Pourquoi le nom Tigzirt (île) pour une colline
Le mot Tigzirt veut dire en kabyle une île, et pourquoi, donc, donner un nom pareil à un village situé au pied d’une colline ? D’après notre source, lorsqu’on regarde ce village de loin, il ressemblerait à une île, d’où le choix de ce nom. La majorité de ses habitants sont venus d’Ath Ouacif sous la protection du Saint Sidi Ali Ouyahia. Pour choisir ce lieu, on dit que le Saint a jeté sa canne, et là où elle tomba, il construisit une mosquée. Et c’était le début du peuplement de cette localité.
☆ ☆ ☆
# [Consigne 1]
Selon l'extrait sur Tigzirt, de quel endroit sont venus la plupart des habitants du village ?
Les enregistrements qui suivent l'extrait n'ont aucun lien avec lui.
☆ ☆ ☆
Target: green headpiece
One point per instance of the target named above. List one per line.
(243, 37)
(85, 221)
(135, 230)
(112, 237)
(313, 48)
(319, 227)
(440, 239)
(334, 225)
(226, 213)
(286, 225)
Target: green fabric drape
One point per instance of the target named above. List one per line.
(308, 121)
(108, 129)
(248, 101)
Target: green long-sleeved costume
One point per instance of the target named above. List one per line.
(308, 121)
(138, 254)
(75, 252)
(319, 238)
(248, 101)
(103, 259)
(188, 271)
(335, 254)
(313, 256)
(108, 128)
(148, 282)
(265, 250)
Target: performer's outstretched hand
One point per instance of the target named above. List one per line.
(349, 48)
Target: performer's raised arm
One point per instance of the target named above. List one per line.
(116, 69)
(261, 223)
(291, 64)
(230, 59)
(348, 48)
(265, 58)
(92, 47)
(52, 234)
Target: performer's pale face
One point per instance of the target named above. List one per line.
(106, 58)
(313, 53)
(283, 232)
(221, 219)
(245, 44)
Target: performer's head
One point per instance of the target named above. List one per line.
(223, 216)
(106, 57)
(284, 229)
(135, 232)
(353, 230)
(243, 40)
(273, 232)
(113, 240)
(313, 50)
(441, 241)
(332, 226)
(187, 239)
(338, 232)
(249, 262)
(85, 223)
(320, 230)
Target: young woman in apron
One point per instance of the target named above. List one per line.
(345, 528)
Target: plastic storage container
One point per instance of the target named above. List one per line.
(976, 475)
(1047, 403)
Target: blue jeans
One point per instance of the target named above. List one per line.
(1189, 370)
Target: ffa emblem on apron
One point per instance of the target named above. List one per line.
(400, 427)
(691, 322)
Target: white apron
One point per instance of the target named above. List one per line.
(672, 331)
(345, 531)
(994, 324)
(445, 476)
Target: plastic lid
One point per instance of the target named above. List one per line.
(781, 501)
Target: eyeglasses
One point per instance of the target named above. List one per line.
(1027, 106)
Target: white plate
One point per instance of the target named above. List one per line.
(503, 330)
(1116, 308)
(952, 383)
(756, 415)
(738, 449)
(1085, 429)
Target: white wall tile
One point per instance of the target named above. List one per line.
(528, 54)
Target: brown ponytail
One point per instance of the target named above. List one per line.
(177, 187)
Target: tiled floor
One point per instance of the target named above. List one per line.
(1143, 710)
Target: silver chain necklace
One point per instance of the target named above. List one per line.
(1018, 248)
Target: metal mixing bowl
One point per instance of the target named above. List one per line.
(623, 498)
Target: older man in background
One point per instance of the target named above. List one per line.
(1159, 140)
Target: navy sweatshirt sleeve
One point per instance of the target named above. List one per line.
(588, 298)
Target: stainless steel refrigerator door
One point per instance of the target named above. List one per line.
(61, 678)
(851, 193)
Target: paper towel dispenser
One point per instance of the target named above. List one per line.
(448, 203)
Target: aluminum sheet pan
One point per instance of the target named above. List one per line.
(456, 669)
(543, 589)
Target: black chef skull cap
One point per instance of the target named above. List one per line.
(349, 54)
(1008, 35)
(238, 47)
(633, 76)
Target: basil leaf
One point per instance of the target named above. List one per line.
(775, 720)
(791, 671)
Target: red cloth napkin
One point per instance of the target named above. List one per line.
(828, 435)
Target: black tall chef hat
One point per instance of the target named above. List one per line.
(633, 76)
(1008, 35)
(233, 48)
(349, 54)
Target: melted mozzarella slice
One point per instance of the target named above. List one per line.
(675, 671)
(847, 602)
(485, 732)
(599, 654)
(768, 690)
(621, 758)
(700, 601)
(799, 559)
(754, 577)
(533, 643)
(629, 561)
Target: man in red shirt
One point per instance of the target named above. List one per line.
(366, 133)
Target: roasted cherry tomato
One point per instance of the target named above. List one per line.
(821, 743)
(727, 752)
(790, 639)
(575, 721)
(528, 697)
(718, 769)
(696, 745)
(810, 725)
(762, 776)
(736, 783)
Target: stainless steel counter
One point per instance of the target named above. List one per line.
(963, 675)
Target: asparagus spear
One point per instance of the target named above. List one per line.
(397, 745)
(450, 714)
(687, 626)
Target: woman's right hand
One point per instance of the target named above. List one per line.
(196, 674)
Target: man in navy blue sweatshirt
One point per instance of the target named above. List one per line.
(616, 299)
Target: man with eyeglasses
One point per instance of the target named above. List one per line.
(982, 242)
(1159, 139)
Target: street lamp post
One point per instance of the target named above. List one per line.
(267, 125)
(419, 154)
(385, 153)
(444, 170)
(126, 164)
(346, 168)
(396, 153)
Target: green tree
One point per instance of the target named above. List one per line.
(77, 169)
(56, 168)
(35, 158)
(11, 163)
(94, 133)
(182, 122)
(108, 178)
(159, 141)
☆ ☆ ☆
# [Consigne 2]
Recopiez s'il vous plaît uniquement les lignes des enregistrements qui vont de la ligne contenant "Target: plastic storage container" jusqu'à la ligne contenant "(1027, 106)", celle-ci comprise, consignes incluses. Décalez chaque coordonnée des réponses en lui ajoutant -141.

# [Solution proposée 1]
D'Ath Ouacif.

# [Solution proposée 2]
Target: plastic storage container
One point per instance of the target named above. List one per line.
(835, 334)
(906, 262)
Target: blue jeans
One point per instance of the target named above. List one per line.
(1048, 229)
Target: ffa emblem on apron
One point per instance of the target named above. List one per line.
(259, 286)
(550, 181)
Target: white apron
One point per instance of the target named above. List one per line.
(531, 190)
(204, 390)
(853, 183)
(304, 335)
Target: plastic lid
One point per instance of the target named above. List one per line.
(640, 360)
Target: eyeglasses
One point per instance of the target named above. List one per line.
(886, -35)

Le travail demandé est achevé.